Given request → Turn the lines below, from the line with "of the garage" to the line with "[[247, 135]]" (both included), into a numbered list without blank lines.

Material for the task →

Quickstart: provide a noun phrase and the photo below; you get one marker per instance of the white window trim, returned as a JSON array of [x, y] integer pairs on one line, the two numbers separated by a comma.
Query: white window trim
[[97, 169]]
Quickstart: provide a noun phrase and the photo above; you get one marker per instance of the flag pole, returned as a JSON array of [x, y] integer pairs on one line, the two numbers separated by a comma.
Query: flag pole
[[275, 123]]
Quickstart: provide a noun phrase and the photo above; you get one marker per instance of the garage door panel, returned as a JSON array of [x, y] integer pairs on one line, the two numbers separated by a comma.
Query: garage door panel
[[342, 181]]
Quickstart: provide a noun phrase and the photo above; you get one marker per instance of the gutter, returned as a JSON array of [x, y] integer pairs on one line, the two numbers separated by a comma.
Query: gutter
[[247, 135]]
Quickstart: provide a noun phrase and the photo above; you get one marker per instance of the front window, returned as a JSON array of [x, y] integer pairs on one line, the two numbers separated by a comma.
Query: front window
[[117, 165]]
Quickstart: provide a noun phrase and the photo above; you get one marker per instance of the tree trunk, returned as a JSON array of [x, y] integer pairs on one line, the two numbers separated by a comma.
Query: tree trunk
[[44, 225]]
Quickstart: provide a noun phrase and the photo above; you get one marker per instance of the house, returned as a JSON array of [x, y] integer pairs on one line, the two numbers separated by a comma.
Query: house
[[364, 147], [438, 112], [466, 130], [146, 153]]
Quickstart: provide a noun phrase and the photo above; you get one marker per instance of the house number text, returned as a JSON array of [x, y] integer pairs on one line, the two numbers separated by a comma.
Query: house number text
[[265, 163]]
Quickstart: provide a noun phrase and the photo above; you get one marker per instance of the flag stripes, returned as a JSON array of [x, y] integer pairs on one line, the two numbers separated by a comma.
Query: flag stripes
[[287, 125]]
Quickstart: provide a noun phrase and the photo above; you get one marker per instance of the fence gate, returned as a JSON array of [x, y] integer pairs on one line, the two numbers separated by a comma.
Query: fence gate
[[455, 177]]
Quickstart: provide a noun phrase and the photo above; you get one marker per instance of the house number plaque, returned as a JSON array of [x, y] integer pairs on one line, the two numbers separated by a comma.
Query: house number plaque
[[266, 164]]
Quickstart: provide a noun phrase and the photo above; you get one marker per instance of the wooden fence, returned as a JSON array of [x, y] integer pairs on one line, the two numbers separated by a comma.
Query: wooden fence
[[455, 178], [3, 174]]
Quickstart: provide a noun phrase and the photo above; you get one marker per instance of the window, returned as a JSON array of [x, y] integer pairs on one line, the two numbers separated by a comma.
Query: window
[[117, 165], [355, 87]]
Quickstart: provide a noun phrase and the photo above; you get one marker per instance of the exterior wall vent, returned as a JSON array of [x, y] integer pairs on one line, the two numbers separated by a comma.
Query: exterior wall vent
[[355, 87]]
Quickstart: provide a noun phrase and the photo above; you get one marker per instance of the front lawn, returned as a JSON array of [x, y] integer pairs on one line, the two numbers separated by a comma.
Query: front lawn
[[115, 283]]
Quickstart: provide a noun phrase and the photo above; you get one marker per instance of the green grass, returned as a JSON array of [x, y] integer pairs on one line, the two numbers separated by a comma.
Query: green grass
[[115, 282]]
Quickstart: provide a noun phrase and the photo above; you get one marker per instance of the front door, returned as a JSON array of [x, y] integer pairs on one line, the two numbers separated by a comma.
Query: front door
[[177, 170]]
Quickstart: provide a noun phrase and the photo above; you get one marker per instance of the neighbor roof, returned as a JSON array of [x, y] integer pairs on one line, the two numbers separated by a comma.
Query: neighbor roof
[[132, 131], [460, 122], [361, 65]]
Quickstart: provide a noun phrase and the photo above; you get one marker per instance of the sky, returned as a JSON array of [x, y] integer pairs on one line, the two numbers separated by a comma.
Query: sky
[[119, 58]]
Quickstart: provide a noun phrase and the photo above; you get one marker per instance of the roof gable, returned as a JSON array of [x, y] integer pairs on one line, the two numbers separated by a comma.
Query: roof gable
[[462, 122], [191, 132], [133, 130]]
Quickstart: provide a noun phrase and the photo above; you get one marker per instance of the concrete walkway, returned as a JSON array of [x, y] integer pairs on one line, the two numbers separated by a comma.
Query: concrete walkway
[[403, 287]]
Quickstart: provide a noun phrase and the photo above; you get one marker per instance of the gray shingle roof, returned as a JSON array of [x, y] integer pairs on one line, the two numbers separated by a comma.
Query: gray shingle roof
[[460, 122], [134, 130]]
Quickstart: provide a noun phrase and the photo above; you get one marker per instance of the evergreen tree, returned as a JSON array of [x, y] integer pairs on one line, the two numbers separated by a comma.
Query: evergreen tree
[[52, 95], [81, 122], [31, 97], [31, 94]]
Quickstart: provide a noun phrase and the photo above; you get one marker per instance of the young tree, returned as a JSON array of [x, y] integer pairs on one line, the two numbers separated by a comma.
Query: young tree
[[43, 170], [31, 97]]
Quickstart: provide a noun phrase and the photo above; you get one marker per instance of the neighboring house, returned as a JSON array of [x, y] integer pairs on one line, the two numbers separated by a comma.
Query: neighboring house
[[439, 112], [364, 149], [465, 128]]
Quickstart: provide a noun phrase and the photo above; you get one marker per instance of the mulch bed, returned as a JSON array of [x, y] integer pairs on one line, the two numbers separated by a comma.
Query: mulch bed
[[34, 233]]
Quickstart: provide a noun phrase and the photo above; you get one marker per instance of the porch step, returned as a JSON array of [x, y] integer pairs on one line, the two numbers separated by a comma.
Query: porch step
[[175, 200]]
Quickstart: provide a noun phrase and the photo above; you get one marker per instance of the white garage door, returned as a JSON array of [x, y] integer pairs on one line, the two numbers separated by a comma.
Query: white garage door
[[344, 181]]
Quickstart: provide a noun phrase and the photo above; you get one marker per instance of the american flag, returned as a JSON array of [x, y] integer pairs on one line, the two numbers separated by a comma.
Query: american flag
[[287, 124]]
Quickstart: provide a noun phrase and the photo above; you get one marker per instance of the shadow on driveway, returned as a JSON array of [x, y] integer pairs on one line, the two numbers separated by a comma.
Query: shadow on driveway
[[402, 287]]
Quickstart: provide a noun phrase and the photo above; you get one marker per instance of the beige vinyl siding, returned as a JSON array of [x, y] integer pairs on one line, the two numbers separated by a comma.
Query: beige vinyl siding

Solution for this problem →
1. Quickstart: provide a noun phrase and the photo above; you get one marker per instance of the garage door panel, returned as a JSON array of [x, y] integer pairs on one line, the two numbers separated by a comma.
2. Query: garage door panel
3. [[342, 181]]
4. Quickstart: provide a noun phrase and the photo above; you get one marker per instance of the gutter, returned as a JSON array of [x, y] integer pairs on one line, the two numbers separated by a comma.
5. Query: gutter
6. [[247, 135]]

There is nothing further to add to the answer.